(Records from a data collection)
========

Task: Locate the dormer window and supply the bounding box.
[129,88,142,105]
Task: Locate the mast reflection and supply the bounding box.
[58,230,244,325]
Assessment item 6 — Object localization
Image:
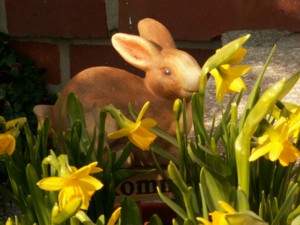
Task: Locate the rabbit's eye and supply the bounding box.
[164,68,171,75]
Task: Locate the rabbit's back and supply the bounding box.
[57,67,173,134]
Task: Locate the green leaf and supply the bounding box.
[157,187,188,219]
[26,164,51,224]
[113,169,156,185]
[148,214,163,225]
[121,196,143,225]
[291,215,300,225]
[239,45,276,130]
[225,211,268,225]
[272,183,299,225]
[200,168,231,211]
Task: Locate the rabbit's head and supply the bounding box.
[112,19,201,100]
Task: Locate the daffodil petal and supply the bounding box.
[249,144,272,162]
[107,127,131,139]
[228,78,246,92]
[141,118,157,129]
[223,65,251,80]
[269,142,283,162]
[227,47,247,65]
[107,207,121,225]
[128,127,157,151]
[78,176,103,192]
[136,102,150,122]
[0,134,16,155]
[197,217,213,225]
[219,201,236,214]
[37,177,65,191]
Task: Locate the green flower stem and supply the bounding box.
[102,105,130,127]
[227,103,238,171]
[168,162,188,194]
[173,99,186,179]
[193,34,250,146]
[235,79,285,210]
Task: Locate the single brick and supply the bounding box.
[5,0,107,37]
[12,42,61,85]
[119,0,300,41]
[70,45,143,76]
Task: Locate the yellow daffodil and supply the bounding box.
[107,207,122,225]
[249,122,300,166]
[108,102,157,151]
[272,103,300,142]
[197,201,236,225]
[210,48,251,103]
[0,133,16,155]
[37,162,103,210]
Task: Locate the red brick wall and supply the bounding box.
[0,0,300,89]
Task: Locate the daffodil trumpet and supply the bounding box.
[103,102,157,151]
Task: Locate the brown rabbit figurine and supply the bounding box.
[34,18,201,164]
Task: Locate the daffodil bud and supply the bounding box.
[0,116,6,133]
[51,203,59,218]
[107,207,122,225]
[5,217,15,225]
[235,79,286,204]
[173,99,182,120]
[202,34,250,75]
[168,162,188,193]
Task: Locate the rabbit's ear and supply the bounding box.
[112,33,161,71]
[138,18,176,48]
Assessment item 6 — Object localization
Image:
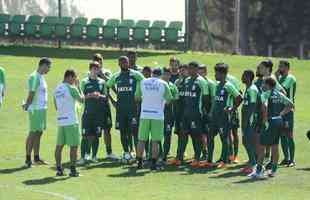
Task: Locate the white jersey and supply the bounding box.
[54,83,79,126]
[140,77,171,120]
[28,72,47,111]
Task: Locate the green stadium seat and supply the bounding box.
[9,15,26,36]
[165,21,183,43]
[86,18,104,40]
[70,17,87,39]
[24,15,42,37]
[103,19,120,40]
[0,14,10,36]
[55,17,73,39]
[117,19,135,42]
[39,16,58,39]
[149,21,166,43]
[133,20,150,43]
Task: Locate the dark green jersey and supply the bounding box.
[279,74,297,103]
[241,84,259,126]
[169,74,179,83]
[184,76,209,116]
[212,81,240,121]
[107,70,144,115]
[164,82,179,122]
[81,77,108,116]
[261,89,293,119]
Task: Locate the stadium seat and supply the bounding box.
[133,20,150,43]
[165,21,183,43]
[86,18,104,40]
[24,15,42,37]
[149,21,166,43]
[103,19,120,41]
[55,17,73,39]
[0,14,10,36]
[39,16,58,39]
[70,17,87,39]
[9,15,26,36]
[117,19,135,42]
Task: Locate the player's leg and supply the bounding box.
[25,132,35,167]
[66,124,80,177]
[150,119,164,170]
[137,119,151,169]
[287,112,296,167]
[163,121,172,161]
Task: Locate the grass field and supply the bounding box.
[0,47,310,200]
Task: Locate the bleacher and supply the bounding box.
[0,14,185,47]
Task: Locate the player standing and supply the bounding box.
[208,63,242,168]
[136,69,172,170]
[278,60,297,167]
[252,77,294,178]
[54,70,84,177]
[23,58,52,167]
[107,56,144,161]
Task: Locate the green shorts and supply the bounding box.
[56,124,80,146]
[28,109,46,133]
[138,119,164,141]
[260,119,284,146]
[230,110,240,129]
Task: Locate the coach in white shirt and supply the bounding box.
[136,68,172,170]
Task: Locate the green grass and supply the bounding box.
[0,47,310,200]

========

Rewrite all of the data above as a JSON list of strings, one string per line, omitting blank lines and leaving out the pictures.

[
  "Task: Locate the dormer window and supply the bounding box.",
  "[129,88,142,105]",
  "Task: Locate the mast reflection and supply the bounding box.",
  "[58,230,244,325]",
  "Assessment item 6 — Object localization",
  "Image:",
  "Task: Locate the rabbit's eye and supply the bounding box.",
  "[164,68,171,75]",
  "Task: Locate the rabbit's back and supply the bounding box.",
  "[57,67,173,134]",
  "Task: Locate the green leaf and supply the bounding box.",
  "[157,187,188,219]",
  "[26,164,51,224]",
  "[113,169,156,185]",
  "[148,214,163,225]",
  "[121,196,143,225]",
  "[291,215,300,225]",
  "[239,45,276,130]",
  "[225,211,268,225]",
  "[272,183,299,225]",
  "[200,168,231,211]",
  "Task: Locate the rabbit's head and supply the bounding box.",
  "[112,19,201,100]",
  "Task: Locate the daffodil petal and supply the bounding box.",
  "[249,144,272,162]",
  "[107,127,131,139]",
  "[228,78,246,92]",
  "[141,118,157,129]",
  "[223,65,251,80]",
  "[269,142,283,162]",
  "[227,47,247,65]",
  "[107,207,121,225]",
  "[128,127,157,151]",
  "[78,176,103,192]",
  "[136,102,150,122]",
  "[0,134,16,155]",
  "[197,217,213,225]",
  "[219,201,236,214]",
  "[37,177,65,191]",
  "Task: Locate the green flower stem and supply the bounding box.",
  "[102,105,130,127]",
  "[227,103,238,171]",
  "[168,162,188,194]",
  "[173,99,186,179]",
  "[193,34,250,146]",
  "[235,79,285,210]",
  "Task: Locate the single brick and supply the bounding box.",
  "[5,0,107,37]",
  "[12,42,61,85]",
  "[119,0,300,41]",
  "[70,45,143,76]",
  "Task: Locate the yellow daffodil and supply the bounding box.",
  "[107,207,122,225]",
  "[249,122,300,166]",
  "[108,102,157,151]",
  "[272,103,300,142]",
  "[197,201,236,225]",
  "[210,48,251,103]",
  "[0,133,16,155]",
  "[37,162,103,210]",
  "Task: Locate the red brick wall and supply the bounding box.",
  "[0,0,300,89]",
  "Task: Locate the daffodil trumpet and supply the bounding box.",
  "[103,102,157,151]",
  "Task: Locate the brown rabbit figurine and supply the bounding box.",
  "[34,18,201,164]",
  "Task: Locate the daffodil bud and supply the bounding box.",
  "[0,116,6,133]",
  "[51,203,59,218]",
  "[107,207,122,225]",
  "[5,217,15,225]",
  "[235,79,286,204]",
  "[173,99,182,120]",
  "[202,34,250,75]",
  "[168,162,188,193]",
  "Task: Locate the rabbit's ear and supply the bounding box.",
  "[112,33,161,71]",
  "[138,18,176,48]",
  "Assessment item 6 — Object localization",
  "Image:",
  "Task: Locate the white jersey and supply the bounding box.",
  "[54,83,79,126]",
  "[140,77,171,120]",
  "[28,72,47,111]",
  "Task: Locate the green stadium seat and supply the bounding box.",
  "[9,15,26,36]",
  "[165,21,183,43]",
  "[86,18,104,40]",
  "[70,17,87,39]",
  "[24,15,42,37]",
  "[103,19,120,40]",
  "[0,14,10,36]",
  "[55,17,73,39]",
  "[117,19,135,42]",
  "[39,16,58,39]",
  "[149,21,166,43]",
  "[133,20,150,43]",
  "Task: Locate the dark green jersey and supply the bounding box.",
  "[279,74,297,103]",
  "[241,84,259,126]",
  "[169,74,179,83]",
  "[184,76,209,116]",
  "[212,81,240,121]",
  "[107,70,144,115]",
  "[164,82,179,122]",
  "[81,77,108,116]",
  "[261,89,293,119]",
  "Task: Locate the stadium seat and supply the bounding box.",
  "[133,20,150,43]",
  "[165,21,183,43]",
  "[86,18,104,40]",
  "[24,15,42,37]",
  "[149,21,166,43]",
  "[103,19,120,41]",
  "[55,17,73,39]",
  "[0,14,10,36]",
  "[39,16,58,39]",
  "[70,17,87,39]",
  "[9,15,26,36]",
  "[117,19,135,42]",
  "Task: Locate the player's leg and supply the bounding box.",
  "[25,132,35,167]",
  "[66,124,80,177]",
  "[150,119,164,170]",
  "[137,119,151,169]",
  "[287,112,296,167]",
  "[163,121,172,161]",
  "Task: Locate the grass field and supply the bounding box.",
  "[0,47,310,200]",
  "Task: Locate the bleacher and supply the bounding box.",
  "[0,14,185,47]",
  "Task: Locate the player standing and supply the bounding box.",
  "[208,63,242,168]",
  "[136,69,172,170]",
  "[278,60,297,167]",
  "[252,77,294,178]",
  "[54,70,84,177]",
  "[23,58,52,167]",
  "[107,56,144,161]",
  "Task: Locate the green shorts and supply the bounding box.",
  "[56,124,80,146]",
  "[28,109,46,133]",
  "[138,119,164,141]",
  "[260,119,284,146]",
  "[230,110,240,129]",
  "Task: Locate the coach in white shirt and supply the bounding box.",
  "[136,68,172,170]",
  "Task: Locate the green grass and supply the bounding box.",
  "[0,47,310,200]"
]